__Work task__. Every entry needs to be duplicated exactly.

__Input data__.
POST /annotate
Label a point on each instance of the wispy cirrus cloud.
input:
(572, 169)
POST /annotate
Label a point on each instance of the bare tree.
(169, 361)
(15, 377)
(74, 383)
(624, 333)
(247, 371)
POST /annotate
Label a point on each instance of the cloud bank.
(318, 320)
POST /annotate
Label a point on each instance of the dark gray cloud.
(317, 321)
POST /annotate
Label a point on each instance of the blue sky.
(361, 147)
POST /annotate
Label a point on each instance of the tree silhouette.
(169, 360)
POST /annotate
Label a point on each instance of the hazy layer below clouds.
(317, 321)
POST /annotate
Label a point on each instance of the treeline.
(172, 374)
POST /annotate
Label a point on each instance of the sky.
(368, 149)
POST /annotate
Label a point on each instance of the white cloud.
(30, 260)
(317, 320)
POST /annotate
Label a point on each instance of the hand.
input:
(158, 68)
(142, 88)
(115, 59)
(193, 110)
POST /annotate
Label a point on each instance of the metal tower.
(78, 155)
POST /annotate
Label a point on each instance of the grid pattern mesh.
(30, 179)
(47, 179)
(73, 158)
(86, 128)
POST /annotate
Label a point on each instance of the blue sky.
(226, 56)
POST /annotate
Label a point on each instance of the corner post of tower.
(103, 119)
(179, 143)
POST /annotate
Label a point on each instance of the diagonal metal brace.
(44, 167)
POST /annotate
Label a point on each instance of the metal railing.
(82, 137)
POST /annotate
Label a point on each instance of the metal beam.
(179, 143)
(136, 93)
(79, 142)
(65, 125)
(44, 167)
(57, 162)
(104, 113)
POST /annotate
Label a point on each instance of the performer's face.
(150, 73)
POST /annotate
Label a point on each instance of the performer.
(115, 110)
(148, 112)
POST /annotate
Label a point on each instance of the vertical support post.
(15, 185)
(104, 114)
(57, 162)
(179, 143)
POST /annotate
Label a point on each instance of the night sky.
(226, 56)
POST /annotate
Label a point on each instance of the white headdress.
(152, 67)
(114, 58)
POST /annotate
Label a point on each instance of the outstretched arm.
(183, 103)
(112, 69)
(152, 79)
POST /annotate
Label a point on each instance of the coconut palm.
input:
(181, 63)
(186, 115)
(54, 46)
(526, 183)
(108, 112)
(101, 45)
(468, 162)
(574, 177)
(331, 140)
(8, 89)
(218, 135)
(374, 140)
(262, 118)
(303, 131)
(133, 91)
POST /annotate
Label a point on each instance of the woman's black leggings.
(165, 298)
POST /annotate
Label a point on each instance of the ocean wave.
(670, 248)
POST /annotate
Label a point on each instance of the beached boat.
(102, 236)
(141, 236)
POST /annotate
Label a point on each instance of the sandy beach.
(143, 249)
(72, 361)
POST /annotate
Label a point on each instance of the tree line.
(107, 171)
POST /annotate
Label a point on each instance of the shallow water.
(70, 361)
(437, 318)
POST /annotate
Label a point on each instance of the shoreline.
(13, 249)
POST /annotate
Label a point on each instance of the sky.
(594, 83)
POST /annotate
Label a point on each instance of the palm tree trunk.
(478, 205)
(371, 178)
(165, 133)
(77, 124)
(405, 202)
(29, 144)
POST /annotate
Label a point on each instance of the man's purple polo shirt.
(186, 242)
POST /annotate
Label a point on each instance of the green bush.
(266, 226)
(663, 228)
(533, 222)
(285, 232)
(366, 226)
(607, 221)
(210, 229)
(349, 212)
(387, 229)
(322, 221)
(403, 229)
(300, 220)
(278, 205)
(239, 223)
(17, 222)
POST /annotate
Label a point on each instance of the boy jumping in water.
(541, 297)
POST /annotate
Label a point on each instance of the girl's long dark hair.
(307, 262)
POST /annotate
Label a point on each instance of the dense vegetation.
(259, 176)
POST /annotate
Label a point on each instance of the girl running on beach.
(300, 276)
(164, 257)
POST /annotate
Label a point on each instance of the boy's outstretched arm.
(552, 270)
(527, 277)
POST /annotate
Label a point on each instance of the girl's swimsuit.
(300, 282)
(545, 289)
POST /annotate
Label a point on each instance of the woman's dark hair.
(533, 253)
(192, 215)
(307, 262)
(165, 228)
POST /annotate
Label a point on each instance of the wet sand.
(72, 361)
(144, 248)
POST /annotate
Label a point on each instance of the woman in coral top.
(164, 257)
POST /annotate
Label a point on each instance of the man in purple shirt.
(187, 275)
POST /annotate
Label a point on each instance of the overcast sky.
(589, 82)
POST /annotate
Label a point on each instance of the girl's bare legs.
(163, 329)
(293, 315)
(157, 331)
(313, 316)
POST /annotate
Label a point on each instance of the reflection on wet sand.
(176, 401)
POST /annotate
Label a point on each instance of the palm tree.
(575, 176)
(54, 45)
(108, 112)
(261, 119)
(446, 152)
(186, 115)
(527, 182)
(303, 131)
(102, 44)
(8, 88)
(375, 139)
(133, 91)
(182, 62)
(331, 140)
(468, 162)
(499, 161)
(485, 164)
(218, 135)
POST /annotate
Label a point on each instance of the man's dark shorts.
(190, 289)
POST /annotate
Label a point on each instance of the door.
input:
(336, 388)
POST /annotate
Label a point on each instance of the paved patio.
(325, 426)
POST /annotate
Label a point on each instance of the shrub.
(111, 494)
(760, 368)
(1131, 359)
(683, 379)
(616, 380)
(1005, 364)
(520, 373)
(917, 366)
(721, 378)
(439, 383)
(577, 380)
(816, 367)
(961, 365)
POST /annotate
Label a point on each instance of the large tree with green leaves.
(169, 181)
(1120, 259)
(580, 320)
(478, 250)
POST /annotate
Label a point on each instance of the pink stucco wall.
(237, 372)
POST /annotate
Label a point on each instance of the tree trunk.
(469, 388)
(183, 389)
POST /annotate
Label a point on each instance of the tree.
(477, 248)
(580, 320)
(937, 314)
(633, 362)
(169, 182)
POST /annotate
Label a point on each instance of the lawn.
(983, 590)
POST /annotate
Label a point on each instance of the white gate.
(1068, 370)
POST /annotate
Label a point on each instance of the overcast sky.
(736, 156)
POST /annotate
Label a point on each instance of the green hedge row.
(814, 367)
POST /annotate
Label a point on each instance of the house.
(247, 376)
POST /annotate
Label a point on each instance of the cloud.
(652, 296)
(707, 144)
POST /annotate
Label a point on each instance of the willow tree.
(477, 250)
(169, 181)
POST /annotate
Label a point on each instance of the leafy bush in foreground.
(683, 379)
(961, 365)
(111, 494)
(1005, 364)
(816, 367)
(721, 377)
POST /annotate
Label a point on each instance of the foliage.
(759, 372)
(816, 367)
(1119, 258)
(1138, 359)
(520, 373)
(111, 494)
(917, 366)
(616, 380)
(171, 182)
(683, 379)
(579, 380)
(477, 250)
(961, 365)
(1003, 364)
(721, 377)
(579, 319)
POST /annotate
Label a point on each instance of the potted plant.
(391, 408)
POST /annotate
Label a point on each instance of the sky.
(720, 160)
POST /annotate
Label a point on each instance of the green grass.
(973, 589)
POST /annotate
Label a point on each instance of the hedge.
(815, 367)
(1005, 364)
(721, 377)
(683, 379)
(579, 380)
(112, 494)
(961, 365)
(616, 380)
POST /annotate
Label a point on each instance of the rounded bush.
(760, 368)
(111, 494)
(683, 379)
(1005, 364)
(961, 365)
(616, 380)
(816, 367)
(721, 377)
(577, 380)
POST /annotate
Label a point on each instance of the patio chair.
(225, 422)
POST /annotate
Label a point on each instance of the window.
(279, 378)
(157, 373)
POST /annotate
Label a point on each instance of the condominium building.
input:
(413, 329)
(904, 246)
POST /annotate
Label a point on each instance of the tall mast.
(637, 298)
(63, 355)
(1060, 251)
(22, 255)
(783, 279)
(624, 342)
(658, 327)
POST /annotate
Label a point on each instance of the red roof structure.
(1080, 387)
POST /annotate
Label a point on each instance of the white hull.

__Answer to the exercise__.
POST /annotate
Label a point on each instance of the wispy cirrus cloud.
input:
(572, 169)
POST /annotate
Label a point on each instance of the bare tree.
(169, 361)
(15, 377)
(74, 383)
(624, 333)
(247, 371)
POST /annotate
Label a point on each instance of the cloud bank.
(318, 320)
POST /annotate
Label a point on each instance of the dark gray cloud.
(317, 321)
POST /annotate
Label a point on each instance of the blue sky.
(361, 147)
POST /annotate
Label a point on each instance of the tree silhouette.
(169, 360)
POST /annotate
Label a point on each instance of the hazy layer below clouds.
(317, 321)
POST /annotate
Label a point on each instance of the treeline.
(172, 374)
POST /annotate
Label a point on each instance of the sky.
(368, 149)
POST /annotate
Label a point on each instance of the white cloud.
(30, 260)
(317, 320)
POST /annotate
Label a point on each instance of the hand.
input:
(158, 68)
(142, 88)
(115, 59)
(193, 110)
POST /annotate
Label a point on each instance of the metal tower.
(78, 155)
POST /annotate
Label a point on each instance of the grid pattern mesh.
(30, 179)
(47, 179)
(73, 158)
(86, 128)
POST /annotate
Label a point on each instance of the blue sky.
(226, 56)
POST /annotate
Label a point on each instance of the corner post of tower.
(103, 119)
(179, 143)
POST /annotate
Label a point on each instance of the diagonal metal brace.
(44, 167)
POST /annotate
Label a point on each instance of the metal railing.
(82, 137)
POST /annotate
Label a point on each instance of the metal beam.
(179, 143)
(136, 93)
(79, 142)
(65, 125)
(44, 167)
(57, 162)
(104, 113)
POST /annotate
Label a point on each instance of the performer's face.
(150, 73)
POST /annotate
Label a point on each instance of the performer.
(115, 110)
(148, 112)
POST /annotate
Label a point on each instance of the vertical support post.
(15, 185)
(104, 114)
(57, 162)
(179, 143)
POST /annotate
Label a point on each instance of the night sky.
(226, 56)
POST /annotate
Label a point on each instance of the white headdress.
(152, 67)
(114, 58)
POST /annotate
Label a point on each instance of the outstretched arm.
(183, 103)
(112, 69)
(152, 79)
POST /annotate
Label a point on each instance of the coconut palm.
input:
(181, 63)
(186, 115)
(54, 46)
(526, 183)
(108, 112)
(101, 45)
(468, 162)
(574, 177)
(331, 140)
(8, 89)
(218, 135)
(374, 140)
(262, 118)
(303, 131)
(133, 91)
POST /annotate
Label a point on each instance of the woman's black leggings.
(165, 298)
POST /annotate
Label a point on each instance of the ocean wave.
(670, 248)
POST /annotate
Label a point on each instance of the beached boat.
(102, 236)
(141, 236)
POST /annotate
Label a point on each instance of the sandy beach.
(143, 249)
(72, 361)
POST /annotate
Label a point on each instance of the tree line.
(107, 171)
POST /annotate
Label a point on each instance of the shallow water.
(70, 361)
(437, 318)
POST /annotate
Label a point on each instance of the shoreline.
(13, 249)
POST /annotate
Label a point on each instance of the sky.
(594, 83)
POST /annotate
Label a point on each instance of the palm tree trunk.
(478, 205)
(371, 178)
(165, 133)
(77, 124)
(405, 202)
(29, 144)
POST /annotate
Label a point on each instance of the man's purple polo shirt.
(186, 242)
POST /annotate
Label a point on each instance of the green bush.
(266, 226)
(663, 228)
(533, 222)
(285, 232)
(366, 226)
(607, 221)
(210, 229)
(349, 212)
(387, 229)
(322, 221)
(403, 229)
(300, 220)
(278, 205)
(239, 223)
(17, 222)
POST /annotate
Label a point on each instance of the boy jumping in water.
(541, 297)
POST /annotate
Label a point on each instance of the girl's long dark hair.
(307, 262)
POST /annotate
Label a point on each instance of the dense vegetation.
(259, 176)
POST /annotate
Label a point on each instance of the girl running on beach.
(300, 276)
(164, 257)
POST /annotate
Label a point on each instance of the boy's outstretched arm.
(552, 270)
(527, 277)
POST /annotate
Label a point on each instance of the girl's swimsuit.
(300, 282)
(545, 289)
POST /annotate
Label a point on each instance of the woman's dark hair.
(533, 253)
(192, 215)
(307, 262)
(165, 228)
POST /annotate
Label a point on each instance of the wet sand.
(72, 361)
(144, 248)
POST /annotate
Label a point on each instance of the woman in coral top.
(164, 257)
POST /annotate
Label a point on each instance of the man in purple shirt.
(187, 275)
POST /annotate
Label a point on each instance of the overcast sky.
(589, 82)
POST /annotate
Label a point on each instance of the girl's bare legs.
(163, 329)
(293, 315)
(157, 331)
(313, 316)
POST /annotate
Label a point on each instance of the reflection on wet sand.
(176, 401)
POST /annotate
Label a point on each instance of the palm tree.
(575, 176)
(54, 45)
(108, 112)
(261, 119)
(446, 152)
(186, 115)
(527, 182)
(303, 131)
(102, 44)
(8, 88)
(375, 139)
(133, 91)
(182, 62)
(331, 140)
(468, 162)
(499, 161)
(485, 164)
(218, 135)
POST /annotate
Label a point on each instance of the man's dark shorts.
(190, 289)
POST /annotate
Label a point on each instance of the door.
input:
(336, 388)
POST /annotate
Label a point on each instance of the paved patio.
(325, 426)
POST /annotate
Label a point on each instance of the shrub.
(111, 494)
(760, 368)
(1131, 359)
(683, 379)
(616, 380)
(1005, 364)
(520, 373)
(917, 366)
(721, 378)
(439, 383)
(577, 380)
(816, 367)
(961, 365)
POST /annotate
Label a point on each instance of the large tree with green leaves.
(169, 181)
(1120, 259)
(580, 320)
(478, 250)
POST /annotate
Label a point on each instance of the pink stucco wall.
(237, 372)
POST /annotate
Label a point on each instance of the tree trunk.
(469, 388)
(183, 389)
POST /annotate
Label a point on each instance of the tree.
(477, 248)
(580, 320)
(937, 314)
(633, 362)
(169, 182)
POST /annotate
Label a point on each instance of the lawn.
(983, 590)
POST /annotate
Label a point on each instance of the white gate.
(1068, 370)
POST /annotate
Label a point on each instance of the overcast sky.
(736, 156)
POST /annotate
Label a point on each instance of the green hedge row.
(814, 367)
POST /annotate
Label a point on each instance of the house.
(247, 376)
POST /annotate
Label a point on each instance of the cloud.
(652, 296)
(707, 144)
POST /annotate
Label a point on each instance of the willow tree.
(477, 250)
(169, 181)
POST /annotate
Label a point on each instance of the leafy bush in foreground.
(683, 379)
(961, 365)
(111, 494)
(1005, 364)
(816, 367)
(721, 377)
POST /annotate
Label a point on each instance of the foliage.
(759, 372)
(816, 367)
(1119, 258)
(1138, 359)
(520, 373)
(111, 494)
(917, 366)
(616, 380)
(171, 182)
(683, 379)
(579, 380)
(477, 250)
(961, 365)
(1003, 364)
(721, 377)
(579, 319)
POST /annotate
Label a point on each instance of the potted plant.
(391, 408)
POST /annotate
Label a point on each instance of the sky.
(720, 160)
POST /annotate
Label a point on each instance of the green grass.
(973, 589)
POST /annotate
Label a point on each instance of the hedge.
(815, 367)
(1005, 364)
(721, 377)
(683, 379)
(579, 380)
(112, 494)
(961, 365)
(616, 380)
POST /annotate
Label a point on each instance of the rounded bush.
(760, 368)
(111, 494)
(683, 379)
(1005, 364)
(961, 365)
(616, 380)
(816, 367)
(721, 377)
(577, 380)
POST /annotate
Label a point on each instance of the patio chair.
(225, 422)
POST /annotate
Label a point on each instance of the window.
(279, 378)
(157, 373)
POST /annotate
Label a point on each instance of the condominium building.
input:
(413, 329)
(904, 246)
POST /annotate
Label a point on each instance of the tall mast.
(637, 298)
(63, 355)
(1060, 251)
(22, 255)
(783, 279)
(624, 342)
(658, 327)
POST /annotate
Label a point on each instance of the red roof structure.
(1080, 387)
POST /annotate
Label a point on each instance of the white hull.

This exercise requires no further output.